Your task.
Extract each line of the data below and reproduce it verbatim, covering the data in full.

Coordinate annotation records:

----------------

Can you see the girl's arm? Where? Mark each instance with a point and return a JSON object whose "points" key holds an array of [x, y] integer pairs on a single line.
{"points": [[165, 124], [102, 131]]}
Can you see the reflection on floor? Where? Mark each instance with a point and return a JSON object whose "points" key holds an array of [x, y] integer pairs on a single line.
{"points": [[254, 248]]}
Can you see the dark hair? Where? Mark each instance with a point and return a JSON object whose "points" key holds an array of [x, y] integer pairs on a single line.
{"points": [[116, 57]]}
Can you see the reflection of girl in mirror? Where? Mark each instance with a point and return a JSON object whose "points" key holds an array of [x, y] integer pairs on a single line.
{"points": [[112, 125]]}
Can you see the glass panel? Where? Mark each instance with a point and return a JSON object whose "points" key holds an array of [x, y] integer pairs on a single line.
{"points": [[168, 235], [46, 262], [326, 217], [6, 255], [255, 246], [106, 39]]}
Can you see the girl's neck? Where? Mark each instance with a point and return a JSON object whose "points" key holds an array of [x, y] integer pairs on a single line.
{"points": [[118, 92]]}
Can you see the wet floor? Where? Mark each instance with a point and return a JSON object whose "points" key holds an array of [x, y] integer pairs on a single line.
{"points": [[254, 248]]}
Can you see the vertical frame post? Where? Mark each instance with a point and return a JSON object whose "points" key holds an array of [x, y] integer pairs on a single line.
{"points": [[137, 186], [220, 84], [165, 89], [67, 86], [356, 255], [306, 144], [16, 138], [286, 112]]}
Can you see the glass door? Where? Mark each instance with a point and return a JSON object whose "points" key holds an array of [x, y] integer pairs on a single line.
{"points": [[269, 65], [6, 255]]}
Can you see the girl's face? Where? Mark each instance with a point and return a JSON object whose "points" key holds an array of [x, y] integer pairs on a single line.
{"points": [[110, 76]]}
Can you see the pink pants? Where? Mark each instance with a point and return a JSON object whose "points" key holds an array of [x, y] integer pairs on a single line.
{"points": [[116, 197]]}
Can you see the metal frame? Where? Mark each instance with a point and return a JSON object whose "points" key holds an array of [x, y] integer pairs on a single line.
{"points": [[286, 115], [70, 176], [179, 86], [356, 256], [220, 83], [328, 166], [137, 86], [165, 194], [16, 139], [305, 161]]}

----------------

Written reply.
Can you see the girl's arm? Where? Mark each instance with a point and return a JSON object whose "points" key holds an array of [x, y] integer pairs on a single line.
{"points": [[165, 124], [102, 131]]}
Can you see the reflection on floor? Where? Mark each instance with a point and return a JSON object whose "points" key holds an array of [x, y] integer pairs on a single line.
{"points": [[254, 248]]}
Can you see the dark hair? Where? Mark each instance with a point and return a JSON object whose "points" key holds an array of [x, y] integer pairs on a single line.
{"points": [[116, 57]]}
Can you see the reflection of girl in mirror? Where? Mark each instance with a point and return a JSON object whose "points" key holds an array of [x, y] integer pairs on a single line.
{"points": [[112, 125]]}
Can you see the glass panel? Where? Mark each instance with a point and return a JSON object whose "points" key holds an array of [x, y] integer pairs on a single line.
{"points": [[168, 235], [46, 262], [326, 217], [6, 255], [255, 246], [106, 39]]}
Can you see the girl's neck? Where? Mark each instance with a point and return a JSON object whose "points" key holds an array of [x, y] integer pairs on a single line.
{"points": [[118, 92]]}
Can you see the wet floor? Where? Mark each instance with a point and return a JSON object whose "points" key holds an array of [x, y] integer pairs on a single line.
{"points": [[254, 248]]}
Can you see the vertical frame post? Where? Mark each instance with a point and return a JSON object whose "points" key holds an array of [x, y] integer pairs on a single line.
{"points": [[137, 186], [220, 84], [165, 89], [67, 86], [356, 255], [306, 144], [16, 138], [286, 112]]}
Can you see the glass door? Where? Mark each instance with a point and return a JSON object whose "points" key holds an array of [x, y] integer pairs on a single line.
{"points": [[269, 65], [6, 255]]}
Can you see the girl's face? Where? Mark each instance with a point and return a JSON object whose "points" key holds an array of [x, y] integer pairs on a single line.
{"points": [[110, 76]]}
Can you see the pink pants? Where? Mark each instance with a point and return a JSON object whose "points" key holds an array of [x, y] integer pairs on a single line.
{"points": [[116, 197]]}
Can you see the metal frame? Where? Mark each instance with a point and return a JSON object whose "points" key holds an array of [x, y] integer pairs on a single line.
{"points": [[286, 115], [70, 176], [179, 86], [356, 256], [220, 83], [328, 166], [137, 86], [165, 194], [16, 139], [305, 161]]}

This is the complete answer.